--- BEGIN SUPPLIED DATA ---
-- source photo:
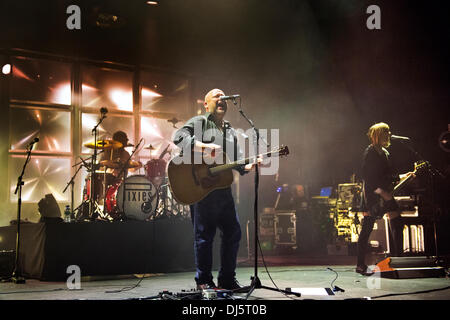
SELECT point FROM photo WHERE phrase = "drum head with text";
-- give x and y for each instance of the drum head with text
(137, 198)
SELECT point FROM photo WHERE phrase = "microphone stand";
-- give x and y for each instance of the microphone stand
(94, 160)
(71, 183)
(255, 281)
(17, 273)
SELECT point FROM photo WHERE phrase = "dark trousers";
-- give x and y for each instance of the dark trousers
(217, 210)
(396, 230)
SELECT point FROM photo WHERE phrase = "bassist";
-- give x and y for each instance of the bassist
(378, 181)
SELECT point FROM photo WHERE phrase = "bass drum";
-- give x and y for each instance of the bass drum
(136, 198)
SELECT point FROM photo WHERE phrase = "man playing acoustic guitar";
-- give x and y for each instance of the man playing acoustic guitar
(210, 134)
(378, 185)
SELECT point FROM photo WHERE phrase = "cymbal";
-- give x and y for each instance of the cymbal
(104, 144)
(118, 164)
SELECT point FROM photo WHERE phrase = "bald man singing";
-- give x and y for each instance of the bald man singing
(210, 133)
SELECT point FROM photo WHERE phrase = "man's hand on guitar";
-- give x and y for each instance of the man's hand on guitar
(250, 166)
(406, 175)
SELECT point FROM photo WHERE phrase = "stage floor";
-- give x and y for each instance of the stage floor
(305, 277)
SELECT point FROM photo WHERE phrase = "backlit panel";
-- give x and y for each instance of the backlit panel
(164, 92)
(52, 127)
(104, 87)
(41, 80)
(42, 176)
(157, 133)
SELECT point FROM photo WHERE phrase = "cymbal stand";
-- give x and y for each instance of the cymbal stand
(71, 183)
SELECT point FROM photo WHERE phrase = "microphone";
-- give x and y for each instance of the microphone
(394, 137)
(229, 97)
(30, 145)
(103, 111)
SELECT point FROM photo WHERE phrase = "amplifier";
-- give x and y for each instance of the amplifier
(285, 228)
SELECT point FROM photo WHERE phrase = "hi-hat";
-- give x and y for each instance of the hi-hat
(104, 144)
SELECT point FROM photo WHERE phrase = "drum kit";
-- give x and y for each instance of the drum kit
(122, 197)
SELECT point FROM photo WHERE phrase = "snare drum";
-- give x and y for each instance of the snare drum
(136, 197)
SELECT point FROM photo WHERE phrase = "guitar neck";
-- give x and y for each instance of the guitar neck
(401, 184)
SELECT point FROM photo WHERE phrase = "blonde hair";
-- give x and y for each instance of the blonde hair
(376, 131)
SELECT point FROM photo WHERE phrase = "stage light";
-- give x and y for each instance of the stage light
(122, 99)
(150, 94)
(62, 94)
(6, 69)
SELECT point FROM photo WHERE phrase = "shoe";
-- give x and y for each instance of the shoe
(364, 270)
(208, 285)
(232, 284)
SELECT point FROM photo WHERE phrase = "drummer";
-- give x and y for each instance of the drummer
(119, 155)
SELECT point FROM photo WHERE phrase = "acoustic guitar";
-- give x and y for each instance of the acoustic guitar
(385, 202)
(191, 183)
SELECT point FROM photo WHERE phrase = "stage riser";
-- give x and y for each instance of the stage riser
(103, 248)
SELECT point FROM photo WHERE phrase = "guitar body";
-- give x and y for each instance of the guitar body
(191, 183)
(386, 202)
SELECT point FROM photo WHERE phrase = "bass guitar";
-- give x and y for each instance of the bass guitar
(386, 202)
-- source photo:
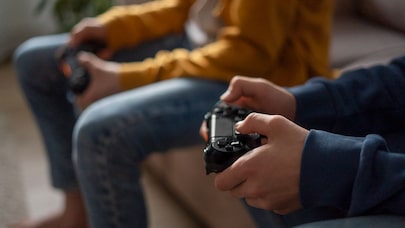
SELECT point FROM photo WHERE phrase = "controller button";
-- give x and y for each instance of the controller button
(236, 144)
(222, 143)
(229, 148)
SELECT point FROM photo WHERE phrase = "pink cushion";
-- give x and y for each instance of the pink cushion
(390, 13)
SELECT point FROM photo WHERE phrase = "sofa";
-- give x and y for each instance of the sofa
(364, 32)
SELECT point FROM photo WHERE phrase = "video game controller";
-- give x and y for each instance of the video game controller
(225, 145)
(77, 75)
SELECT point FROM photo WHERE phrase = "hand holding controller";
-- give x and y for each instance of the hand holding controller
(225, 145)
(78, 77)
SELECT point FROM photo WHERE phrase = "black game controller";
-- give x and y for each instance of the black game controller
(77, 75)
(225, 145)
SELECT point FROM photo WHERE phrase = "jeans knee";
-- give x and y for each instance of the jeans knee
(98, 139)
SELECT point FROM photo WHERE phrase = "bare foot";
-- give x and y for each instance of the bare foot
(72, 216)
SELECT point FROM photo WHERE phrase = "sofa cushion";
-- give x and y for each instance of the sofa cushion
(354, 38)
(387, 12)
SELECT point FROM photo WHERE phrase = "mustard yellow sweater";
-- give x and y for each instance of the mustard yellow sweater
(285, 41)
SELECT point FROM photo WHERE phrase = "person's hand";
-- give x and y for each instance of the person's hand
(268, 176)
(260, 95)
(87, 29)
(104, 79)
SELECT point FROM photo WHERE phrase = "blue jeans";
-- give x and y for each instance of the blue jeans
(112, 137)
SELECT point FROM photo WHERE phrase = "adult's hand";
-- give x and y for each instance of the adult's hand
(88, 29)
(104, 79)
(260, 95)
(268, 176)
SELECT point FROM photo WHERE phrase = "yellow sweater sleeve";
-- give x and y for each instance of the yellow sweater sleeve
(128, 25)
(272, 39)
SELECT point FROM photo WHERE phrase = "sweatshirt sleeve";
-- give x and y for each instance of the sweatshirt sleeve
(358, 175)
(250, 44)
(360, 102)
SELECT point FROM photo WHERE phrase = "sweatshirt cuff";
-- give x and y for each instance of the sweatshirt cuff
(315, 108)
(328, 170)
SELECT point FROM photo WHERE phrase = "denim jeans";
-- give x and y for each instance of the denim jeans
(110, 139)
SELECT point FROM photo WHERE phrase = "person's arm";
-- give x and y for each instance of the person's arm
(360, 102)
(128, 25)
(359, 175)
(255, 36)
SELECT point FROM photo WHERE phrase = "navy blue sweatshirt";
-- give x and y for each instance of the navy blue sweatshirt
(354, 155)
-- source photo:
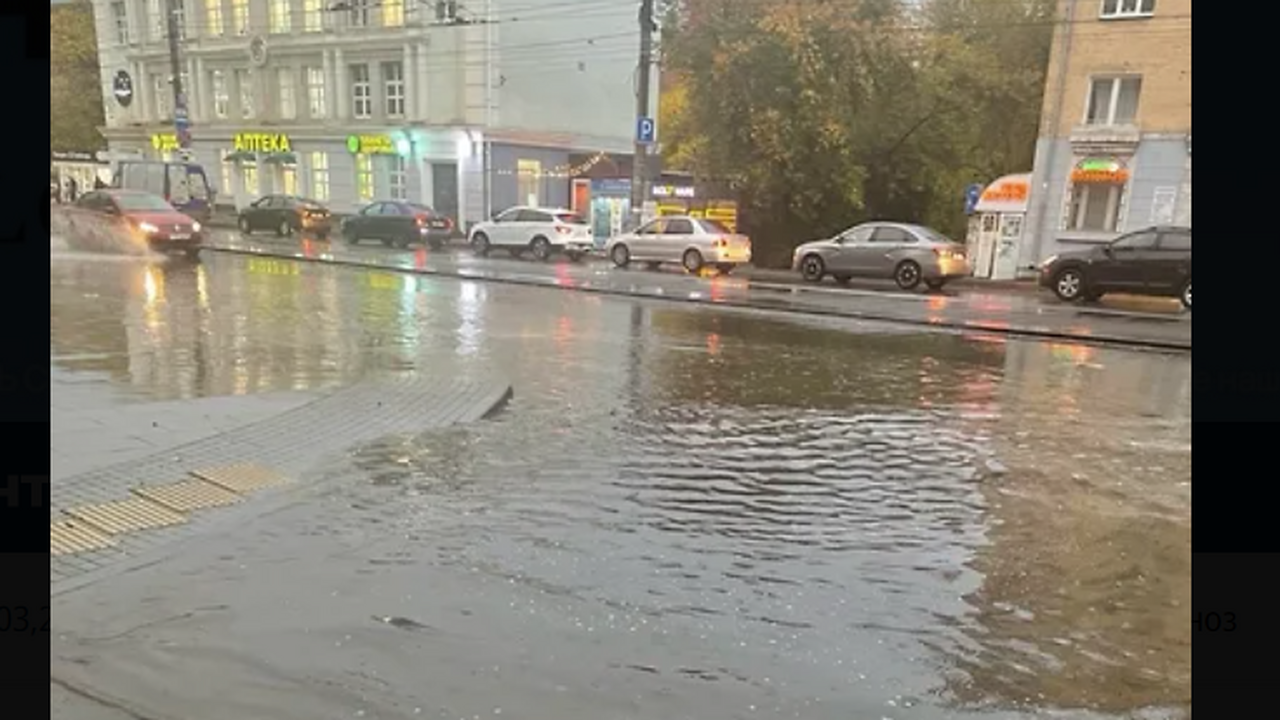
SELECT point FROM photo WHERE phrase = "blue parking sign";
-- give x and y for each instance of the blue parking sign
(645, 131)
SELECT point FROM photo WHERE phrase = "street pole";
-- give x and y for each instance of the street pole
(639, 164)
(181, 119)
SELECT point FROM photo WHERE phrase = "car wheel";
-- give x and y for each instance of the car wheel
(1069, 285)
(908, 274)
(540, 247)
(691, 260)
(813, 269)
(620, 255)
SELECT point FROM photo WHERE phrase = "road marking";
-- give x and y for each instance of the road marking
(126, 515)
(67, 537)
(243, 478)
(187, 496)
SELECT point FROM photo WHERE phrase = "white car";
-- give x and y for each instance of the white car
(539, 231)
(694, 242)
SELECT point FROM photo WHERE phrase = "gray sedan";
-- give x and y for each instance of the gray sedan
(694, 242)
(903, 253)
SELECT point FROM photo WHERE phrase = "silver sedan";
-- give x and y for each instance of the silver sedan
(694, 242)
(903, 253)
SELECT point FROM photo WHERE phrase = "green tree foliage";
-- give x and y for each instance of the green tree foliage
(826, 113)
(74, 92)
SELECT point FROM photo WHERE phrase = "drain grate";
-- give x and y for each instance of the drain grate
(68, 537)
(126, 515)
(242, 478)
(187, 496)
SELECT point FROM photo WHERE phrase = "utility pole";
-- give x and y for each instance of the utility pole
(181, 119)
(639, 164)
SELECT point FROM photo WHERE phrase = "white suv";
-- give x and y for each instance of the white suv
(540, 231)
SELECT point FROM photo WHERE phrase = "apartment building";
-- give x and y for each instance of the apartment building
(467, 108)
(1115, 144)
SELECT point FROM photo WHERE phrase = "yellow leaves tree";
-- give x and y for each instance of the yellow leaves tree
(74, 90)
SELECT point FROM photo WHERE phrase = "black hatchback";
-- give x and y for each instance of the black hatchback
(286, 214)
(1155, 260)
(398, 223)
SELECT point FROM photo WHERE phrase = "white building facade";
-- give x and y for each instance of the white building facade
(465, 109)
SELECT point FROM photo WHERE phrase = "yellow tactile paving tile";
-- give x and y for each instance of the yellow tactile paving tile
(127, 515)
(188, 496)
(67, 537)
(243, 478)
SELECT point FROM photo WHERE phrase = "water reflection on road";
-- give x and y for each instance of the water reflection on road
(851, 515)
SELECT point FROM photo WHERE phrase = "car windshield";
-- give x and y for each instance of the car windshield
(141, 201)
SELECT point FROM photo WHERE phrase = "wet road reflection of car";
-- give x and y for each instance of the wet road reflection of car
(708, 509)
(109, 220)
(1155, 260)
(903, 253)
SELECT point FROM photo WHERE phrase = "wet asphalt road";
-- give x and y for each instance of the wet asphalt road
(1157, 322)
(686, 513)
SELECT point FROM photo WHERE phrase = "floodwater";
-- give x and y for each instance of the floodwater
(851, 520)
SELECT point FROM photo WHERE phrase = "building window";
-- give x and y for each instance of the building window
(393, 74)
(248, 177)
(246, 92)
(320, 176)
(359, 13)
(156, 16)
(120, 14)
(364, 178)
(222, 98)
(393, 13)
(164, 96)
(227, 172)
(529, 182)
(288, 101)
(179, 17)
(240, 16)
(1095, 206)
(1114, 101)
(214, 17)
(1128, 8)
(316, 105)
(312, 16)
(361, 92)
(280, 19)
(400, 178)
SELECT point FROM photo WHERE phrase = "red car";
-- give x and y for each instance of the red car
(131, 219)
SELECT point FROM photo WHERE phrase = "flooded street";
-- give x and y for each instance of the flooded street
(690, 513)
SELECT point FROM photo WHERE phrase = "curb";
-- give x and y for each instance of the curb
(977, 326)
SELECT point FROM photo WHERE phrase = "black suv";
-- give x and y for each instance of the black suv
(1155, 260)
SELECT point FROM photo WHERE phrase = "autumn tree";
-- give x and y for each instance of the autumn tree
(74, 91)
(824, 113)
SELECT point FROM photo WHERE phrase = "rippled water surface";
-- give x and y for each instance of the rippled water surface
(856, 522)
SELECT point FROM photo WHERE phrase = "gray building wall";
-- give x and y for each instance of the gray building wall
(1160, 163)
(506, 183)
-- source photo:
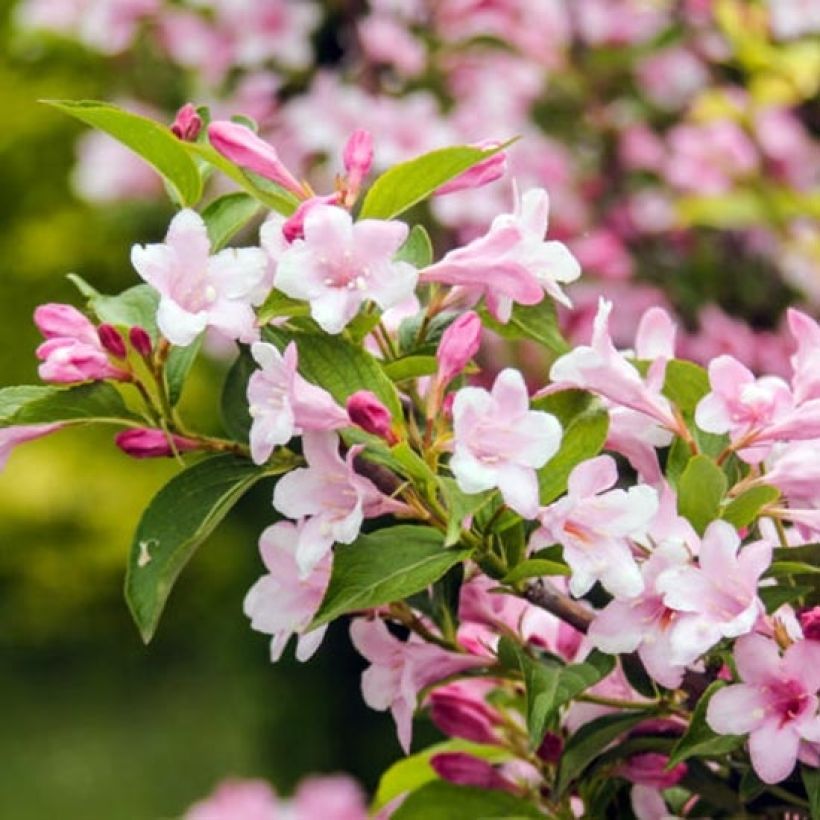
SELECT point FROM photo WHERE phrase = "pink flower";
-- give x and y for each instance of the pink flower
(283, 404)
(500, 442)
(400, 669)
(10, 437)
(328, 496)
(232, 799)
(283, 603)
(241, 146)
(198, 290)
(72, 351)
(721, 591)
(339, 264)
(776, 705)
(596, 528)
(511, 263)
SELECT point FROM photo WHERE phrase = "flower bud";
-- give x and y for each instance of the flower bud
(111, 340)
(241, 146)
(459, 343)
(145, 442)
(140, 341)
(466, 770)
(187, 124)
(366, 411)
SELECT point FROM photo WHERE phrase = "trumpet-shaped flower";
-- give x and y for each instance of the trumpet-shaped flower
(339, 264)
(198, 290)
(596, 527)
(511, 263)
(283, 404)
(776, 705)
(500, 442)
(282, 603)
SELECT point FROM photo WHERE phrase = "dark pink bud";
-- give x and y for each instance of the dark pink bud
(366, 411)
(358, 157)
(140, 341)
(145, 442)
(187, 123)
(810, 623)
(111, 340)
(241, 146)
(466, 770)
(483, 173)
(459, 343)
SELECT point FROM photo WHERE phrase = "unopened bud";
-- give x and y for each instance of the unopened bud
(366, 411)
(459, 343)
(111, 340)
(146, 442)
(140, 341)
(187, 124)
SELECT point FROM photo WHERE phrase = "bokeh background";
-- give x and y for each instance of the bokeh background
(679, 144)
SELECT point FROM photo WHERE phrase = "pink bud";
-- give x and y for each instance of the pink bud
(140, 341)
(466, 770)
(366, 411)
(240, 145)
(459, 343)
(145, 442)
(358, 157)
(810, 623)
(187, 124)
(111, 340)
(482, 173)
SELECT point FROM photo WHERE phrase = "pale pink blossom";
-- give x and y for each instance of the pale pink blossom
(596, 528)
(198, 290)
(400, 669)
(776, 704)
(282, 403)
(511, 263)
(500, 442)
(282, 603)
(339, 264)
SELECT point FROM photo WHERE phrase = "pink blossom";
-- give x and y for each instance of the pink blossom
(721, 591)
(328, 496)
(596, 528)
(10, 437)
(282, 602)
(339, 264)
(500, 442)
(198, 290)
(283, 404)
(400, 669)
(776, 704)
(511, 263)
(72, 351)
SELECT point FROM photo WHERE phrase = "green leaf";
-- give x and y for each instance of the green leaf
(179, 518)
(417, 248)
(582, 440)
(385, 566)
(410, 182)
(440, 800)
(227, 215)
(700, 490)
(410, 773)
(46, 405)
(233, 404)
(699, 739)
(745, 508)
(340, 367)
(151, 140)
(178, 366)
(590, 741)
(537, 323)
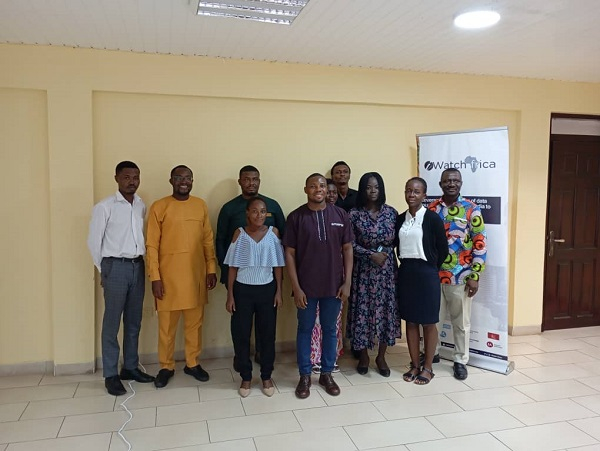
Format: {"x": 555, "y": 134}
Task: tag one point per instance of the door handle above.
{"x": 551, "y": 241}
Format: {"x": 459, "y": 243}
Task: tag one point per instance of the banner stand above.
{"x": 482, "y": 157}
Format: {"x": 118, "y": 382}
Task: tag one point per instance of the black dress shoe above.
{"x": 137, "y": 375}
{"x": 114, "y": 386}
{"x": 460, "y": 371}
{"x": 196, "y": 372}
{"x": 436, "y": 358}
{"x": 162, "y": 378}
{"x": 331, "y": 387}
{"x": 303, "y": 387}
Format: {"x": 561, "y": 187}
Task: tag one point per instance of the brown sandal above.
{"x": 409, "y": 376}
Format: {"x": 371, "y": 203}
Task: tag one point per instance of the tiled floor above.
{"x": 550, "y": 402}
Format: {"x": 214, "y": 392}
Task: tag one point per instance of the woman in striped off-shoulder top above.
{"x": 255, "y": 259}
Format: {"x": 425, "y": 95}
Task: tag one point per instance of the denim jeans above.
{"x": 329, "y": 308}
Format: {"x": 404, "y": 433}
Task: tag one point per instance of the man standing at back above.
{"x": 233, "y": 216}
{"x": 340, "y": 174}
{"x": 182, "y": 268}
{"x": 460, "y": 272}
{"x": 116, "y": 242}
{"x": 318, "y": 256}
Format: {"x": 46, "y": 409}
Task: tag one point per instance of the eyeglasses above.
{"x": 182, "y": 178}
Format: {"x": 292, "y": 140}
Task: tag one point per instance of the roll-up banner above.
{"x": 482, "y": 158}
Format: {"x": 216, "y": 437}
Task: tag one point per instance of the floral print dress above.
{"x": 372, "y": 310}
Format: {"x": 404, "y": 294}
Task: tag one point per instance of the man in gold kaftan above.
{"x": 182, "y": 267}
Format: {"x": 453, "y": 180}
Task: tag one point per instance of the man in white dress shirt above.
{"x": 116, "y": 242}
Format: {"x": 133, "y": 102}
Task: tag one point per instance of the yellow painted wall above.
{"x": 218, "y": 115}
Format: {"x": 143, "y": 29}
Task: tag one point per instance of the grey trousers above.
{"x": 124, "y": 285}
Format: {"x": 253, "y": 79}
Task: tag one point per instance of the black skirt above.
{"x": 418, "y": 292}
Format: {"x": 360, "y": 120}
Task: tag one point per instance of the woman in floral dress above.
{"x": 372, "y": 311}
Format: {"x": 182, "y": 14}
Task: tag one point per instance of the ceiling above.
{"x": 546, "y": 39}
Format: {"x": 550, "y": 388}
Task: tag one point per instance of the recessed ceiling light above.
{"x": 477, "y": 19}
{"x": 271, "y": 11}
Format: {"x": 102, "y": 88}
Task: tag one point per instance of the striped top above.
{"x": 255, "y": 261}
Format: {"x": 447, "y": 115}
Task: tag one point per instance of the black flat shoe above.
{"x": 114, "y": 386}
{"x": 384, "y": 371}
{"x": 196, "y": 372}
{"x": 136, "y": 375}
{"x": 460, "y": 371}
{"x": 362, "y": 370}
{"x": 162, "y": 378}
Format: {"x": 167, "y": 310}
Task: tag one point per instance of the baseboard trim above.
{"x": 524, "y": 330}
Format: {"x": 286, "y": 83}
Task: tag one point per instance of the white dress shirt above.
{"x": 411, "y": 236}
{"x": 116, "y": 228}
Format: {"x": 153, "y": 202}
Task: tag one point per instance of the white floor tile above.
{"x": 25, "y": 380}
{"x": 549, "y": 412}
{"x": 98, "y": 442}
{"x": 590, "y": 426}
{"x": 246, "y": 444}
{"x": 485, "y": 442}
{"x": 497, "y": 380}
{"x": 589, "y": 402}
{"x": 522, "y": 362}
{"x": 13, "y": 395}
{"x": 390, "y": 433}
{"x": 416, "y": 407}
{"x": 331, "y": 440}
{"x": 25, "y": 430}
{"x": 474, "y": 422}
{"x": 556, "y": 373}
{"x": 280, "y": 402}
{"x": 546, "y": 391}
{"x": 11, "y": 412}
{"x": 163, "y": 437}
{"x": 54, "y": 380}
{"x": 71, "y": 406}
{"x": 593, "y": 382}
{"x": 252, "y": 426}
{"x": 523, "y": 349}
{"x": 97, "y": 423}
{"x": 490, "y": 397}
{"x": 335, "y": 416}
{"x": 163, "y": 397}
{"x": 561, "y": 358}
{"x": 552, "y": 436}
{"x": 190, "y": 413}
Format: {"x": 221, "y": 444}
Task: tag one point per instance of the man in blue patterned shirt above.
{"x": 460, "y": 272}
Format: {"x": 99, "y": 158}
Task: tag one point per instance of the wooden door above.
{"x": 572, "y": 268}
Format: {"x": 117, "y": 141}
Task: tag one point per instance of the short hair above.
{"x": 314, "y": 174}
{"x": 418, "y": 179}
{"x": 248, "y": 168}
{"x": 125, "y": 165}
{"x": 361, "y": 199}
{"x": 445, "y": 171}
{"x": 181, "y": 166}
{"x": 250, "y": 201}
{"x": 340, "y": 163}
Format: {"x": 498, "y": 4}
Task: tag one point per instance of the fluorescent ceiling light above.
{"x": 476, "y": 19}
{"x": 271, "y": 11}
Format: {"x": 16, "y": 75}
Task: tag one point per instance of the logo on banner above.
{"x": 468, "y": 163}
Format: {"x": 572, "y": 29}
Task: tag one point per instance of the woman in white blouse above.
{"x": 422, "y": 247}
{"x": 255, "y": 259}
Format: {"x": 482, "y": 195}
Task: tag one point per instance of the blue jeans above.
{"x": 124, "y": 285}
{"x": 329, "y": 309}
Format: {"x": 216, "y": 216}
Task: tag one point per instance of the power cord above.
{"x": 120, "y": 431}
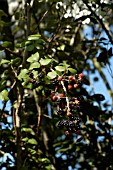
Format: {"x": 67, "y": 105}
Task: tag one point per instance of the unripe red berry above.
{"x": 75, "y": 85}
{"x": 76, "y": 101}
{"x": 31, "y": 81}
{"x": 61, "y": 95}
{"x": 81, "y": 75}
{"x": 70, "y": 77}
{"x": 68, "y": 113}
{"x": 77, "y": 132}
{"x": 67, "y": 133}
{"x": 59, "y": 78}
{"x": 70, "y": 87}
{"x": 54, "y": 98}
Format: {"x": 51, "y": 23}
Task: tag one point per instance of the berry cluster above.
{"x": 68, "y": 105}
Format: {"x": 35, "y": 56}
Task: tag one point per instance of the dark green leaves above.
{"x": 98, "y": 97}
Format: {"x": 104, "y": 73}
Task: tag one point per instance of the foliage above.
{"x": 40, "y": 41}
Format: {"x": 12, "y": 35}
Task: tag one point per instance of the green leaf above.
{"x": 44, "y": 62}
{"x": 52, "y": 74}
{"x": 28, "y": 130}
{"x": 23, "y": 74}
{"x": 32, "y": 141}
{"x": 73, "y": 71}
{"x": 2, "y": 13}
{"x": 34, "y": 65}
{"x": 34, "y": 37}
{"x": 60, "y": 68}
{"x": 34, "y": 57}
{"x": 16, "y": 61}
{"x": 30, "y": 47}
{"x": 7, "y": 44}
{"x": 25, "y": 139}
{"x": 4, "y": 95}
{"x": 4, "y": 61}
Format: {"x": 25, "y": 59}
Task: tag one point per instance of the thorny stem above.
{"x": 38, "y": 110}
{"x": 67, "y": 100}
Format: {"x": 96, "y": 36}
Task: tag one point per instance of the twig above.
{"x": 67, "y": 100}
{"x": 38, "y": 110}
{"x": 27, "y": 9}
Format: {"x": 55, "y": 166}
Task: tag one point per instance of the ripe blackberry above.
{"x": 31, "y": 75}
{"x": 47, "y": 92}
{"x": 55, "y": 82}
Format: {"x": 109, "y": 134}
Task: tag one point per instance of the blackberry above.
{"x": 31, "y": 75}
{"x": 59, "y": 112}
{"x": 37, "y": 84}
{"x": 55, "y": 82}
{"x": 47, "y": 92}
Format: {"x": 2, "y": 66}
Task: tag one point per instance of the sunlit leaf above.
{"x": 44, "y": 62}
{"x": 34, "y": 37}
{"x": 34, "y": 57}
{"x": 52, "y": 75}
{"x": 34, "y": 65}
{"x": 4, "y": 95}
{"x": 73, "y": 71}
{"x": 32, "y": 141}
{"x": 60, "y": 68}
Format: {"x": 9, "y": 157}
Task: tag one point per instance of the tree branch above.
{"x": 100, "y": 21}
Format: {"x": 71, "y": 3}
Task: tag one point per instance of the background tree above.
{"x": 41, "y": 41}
--- END SUPPLIED DATA ---
» **WHAT NEEDS TO BE DONE**: Return every line of the records above that contains the string "light". Case counts.

» **COMPLETE OUTPUT**:
SELECT point FROM photo WHERE phrase = "stage light";
-- give x and y for each instance of the stage light
Task: tag one point per instance of the recessed ceiling light above.
Task: tag one point per instance of the fluorescent ceiling light above.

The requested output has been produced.